• _DIRECTIONS FOR THIS TASK_
With the pictures left out, copy the listing below exactly.
#####
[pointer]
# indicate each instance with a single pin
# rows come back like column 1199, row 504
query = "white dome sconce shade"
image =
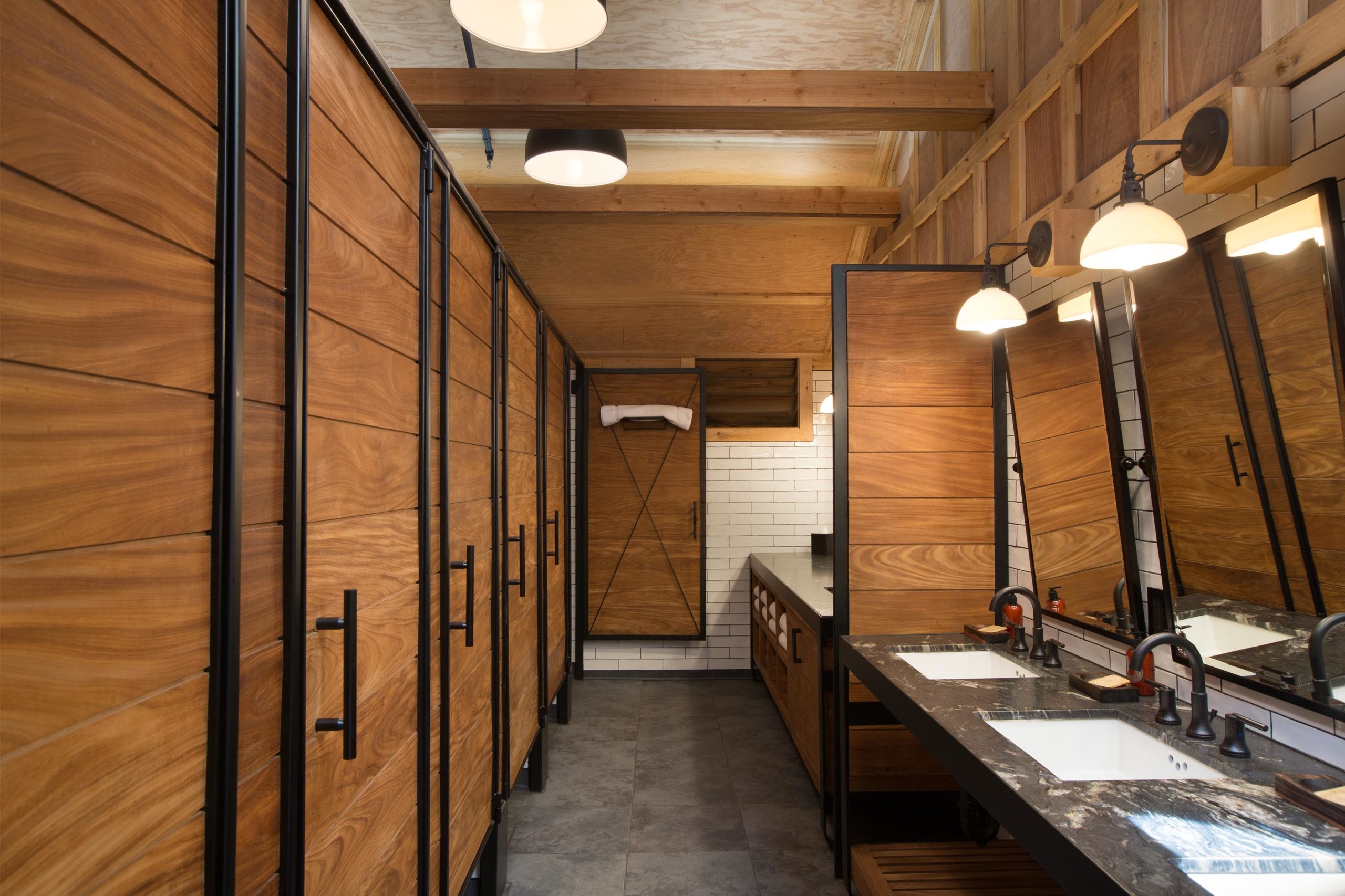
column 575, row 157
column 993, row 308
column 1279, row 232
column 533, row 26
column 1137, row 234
#####
• _FINISHED TASK_
[pointer]
# indicate each instance with a single pin
# rows come back like column 1199, row 504
query = "white dome sconce shade"
image =
column 575, row 157
column 993, row 308
column 1279, row 232
column 533, row 26
column 1137, row 234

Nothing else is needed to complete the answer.